++++ Text segment

University College Cork Association Football Club  is an Irish association football club based in Cork. It was founded in 1952 by students at University College Cork. Its senior men's team currently play in the Munster Senior League Senior Premier Division. They also regularly compete in the Collingwood, Crowley and Harding Cups, the FAI Intermediate Cup, and FAI Junior Cup. They have also played in the FAI Cup. UCC A.F.C. currently fields teams in the Munster Senior League, the Cork Athletic Union League, and the FAI College & Universities Football League

History

Intervarsity
UCC A.F.C. is affiliated to the Irish Universities Football Union and competes in three annual intervarsity competitions – the Collingwood Cup, the Crowley Cup and the Harding Cup. UCC A.F.C. first won the Collingwood Cup in 1974. However subsequently they only enjoyed sporadic successes. Then during 1990s they won it twice in a row – 1990 and 1991. However, in more recent times they have been far more successful. They won it again in 2000 and then between 2002 and 2005 retained it four times in a row. In 2011, with a team featuring Josh O’Shea and Michael McSweeney and managed by John Caulfield, UCC won the Collingwood Cup again. O’Shea, McSweeney and Caulfield all subsequently joined Cork City F.C.. In 2015 UCC A.F.C. enjoyed one of its most successful intervarsity seasons. In addition to winning the senior Collingwood Cup, they also won the Crowley Cup, the reserve team competition, and the Harding Cup, featuring teams made up of freshers or first year students. UCC A.F.C. actually entered two teams in both the Crowley Cup and the Harding Cup. In February 2015 UCC A.F.C. hosted the Harding Cup. The UCC freshers team defeated teams representing Dublin City University, NUI Galway and University of Limerick over three consecutive days to claim the cup. In the final played at The Mardyke on 8 February, UCC defeated Limerick 1–0. Later in the same month the UCC senior team won the Collingwood Cup. In the quarter finals they defeated defending champions Maynooth University, managed by Ger O’Brien, 7–6 on penalties. In the semi-final they defeated NUI Galway 1–0. The final, which was played at Eamon Deacy Park on 26 February, saw UCC defeat Dublin University 3–1. In March UCC completed an Intervarsity treble when they also won the Crowley Cup. In 2015 they completed an Intervarsity treble – winning the Collingwood Cup, the Crowley Cup and the Harding Cup.

MSL and EA Sports Cup
In addition to Intervarsity success, UCC A.F.C. has also enjoyed recent successes in the Munster Senior League. In 2011–12 they won the Senior First Division and as a result were promoted to the Senior Premier Division. In 2013–14,2016–17 and 2018–19 they were the Senior Premier Division champions. As a result, they qualified to compete in the 2015 League of Ireland Cup. After knocking out League of Ireland First Division teams Wexford Youths and Cobh Ramblers in early rounds they reached the quarter-finals where they played the holders, Dundalk, at The Mardyke. Dundalk were also the 2014 and 2015 League of Ireland champions and proved too strong for UCC.

++++++++

▸ **The tasks**:
A – Reproduce the passage of the UCC A.F.C. article that opens with the words containing "MSL and EA Sports" and closes with "strong for UCC.".
B – Name every club that UCC A.F.C. played in the 2015 League of Ireland Cup, according to the UCC A.F.C. article.
C – Pick up the UCC A.F.C. article at the point where it stops and carry it on.
The data that follows has no connection to the UCC A.F.C. article.

++++ Data extract

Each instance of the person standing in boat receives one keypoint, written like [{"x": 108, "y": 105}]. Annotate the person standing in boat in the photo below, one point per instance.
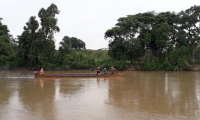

++++++++

▸ **In response**:
A –
MSL and EA Sports Cup
In addition to Intervarsity success, UCC A.F.C. has also enjoyed recent successes in the Munster Senior League. In 2011–12 they won the Senior First Division and as a result were promoted to the Senior Premier Division. In 2013–14,2016–17 and 2018–19 they were the Senior Premier Division champions. As a result, they qualified to compete in the 2015 League of Ireland Cup. After knocking out League of Ireland First Division teams Wexford Youths and Cobh Ramblers in early rounds they reached the quarter-finals where they played the holders, Dundalk, at The Mardyke. Dundalk were also the 2014 and 2015 League of Ireland champions and proved too strong for UCC.

B – Wexford Youths, Cobh Ramblers, Dundalk

C –
Following the club's MSL Premier Division win in 2017, they qualified for the 2018 League of Ireland Cup, losing 4–1 to Premier Division side Waterford FC in the first round at the RSC.

Home Grounds
UCC A.F.C. play their home games at two grounds. Their traditional home has been The Mardyke. However they also played at the UCC Sports Grounds at Curraheen Road, Bishopstown. This ground is commonly referred to as The Farm.

Quarry Cup
The club hosts an annual tournament known as the Quarry Cup as a means to raise funds. It is a knockout competition featuring nine-a-side teams made up of University College Cork students playing forty minute games.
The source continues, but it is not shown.